▶ WHAT YOU HAVE TO DO
How many lines in the listing below contain the string "slope", counting only case-sensitive matches? Reply with the number alone.

▶ DATA SHOWN
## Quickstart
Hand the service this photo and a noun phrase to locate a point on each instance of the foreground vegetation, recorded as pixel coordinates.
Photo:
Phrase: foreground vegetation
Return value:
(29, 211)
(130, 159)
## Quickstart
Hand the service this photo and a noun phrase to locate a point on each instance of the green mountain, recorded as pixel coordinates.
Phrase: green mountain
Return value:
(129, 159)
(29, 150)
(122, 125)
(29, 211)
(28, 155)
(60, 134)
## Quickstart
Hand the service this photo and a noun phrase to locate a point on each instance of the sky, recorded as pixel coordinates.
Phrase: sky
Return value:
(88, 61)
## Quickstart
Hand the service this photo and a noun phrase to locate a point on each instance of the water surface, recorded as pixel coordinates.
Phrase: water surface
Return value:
==
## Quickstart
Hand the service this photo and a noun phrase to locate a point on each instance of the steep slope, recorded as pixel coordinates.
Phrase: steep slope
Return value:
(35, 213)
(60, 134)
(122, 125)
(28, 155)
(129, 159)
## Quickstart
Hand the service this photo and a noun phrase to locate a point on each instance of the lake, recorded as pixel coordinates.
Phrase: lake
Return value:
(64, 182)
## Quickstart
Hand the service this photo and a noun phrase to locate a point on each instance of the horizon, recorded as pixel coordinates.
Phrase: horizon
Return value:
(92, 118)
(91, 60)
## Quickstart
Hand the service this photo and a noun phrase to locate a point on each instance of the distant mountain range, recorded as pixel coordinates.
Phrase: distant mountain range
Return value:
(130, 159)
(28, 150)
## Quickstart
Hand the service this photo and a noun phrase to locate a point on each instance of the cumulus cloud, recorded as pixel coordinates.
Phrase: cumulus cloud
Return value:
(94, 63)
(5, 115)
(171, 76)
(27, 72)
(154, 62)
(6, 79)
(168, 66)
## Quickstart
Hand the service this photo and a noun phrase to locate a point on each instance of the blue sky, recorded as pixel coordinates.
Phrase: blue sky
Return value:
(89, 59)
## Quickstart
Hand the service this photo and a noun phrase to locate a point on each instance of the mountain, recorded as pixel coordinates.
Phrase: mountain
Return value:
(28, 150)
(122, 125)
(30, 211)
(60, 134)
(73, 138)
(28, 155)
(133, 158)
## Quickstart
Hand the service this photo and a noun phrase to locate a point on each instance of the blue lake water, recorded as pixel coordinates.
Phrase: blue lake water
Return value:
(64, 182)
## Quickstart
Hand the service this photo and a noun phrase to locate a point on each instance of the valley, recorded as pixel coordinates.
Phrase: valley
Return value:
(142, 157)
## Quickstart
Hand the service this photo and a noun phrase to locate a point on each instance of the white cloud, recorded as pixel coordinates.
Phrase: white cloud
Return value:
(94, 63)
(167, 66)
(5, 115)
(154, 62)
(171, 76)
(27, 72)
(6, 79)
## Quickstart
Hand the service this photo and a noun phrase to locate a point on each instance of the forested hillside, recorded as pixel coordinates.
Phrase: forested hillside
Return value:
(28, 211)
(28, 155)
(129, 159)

▶ TASK RESPONSE
2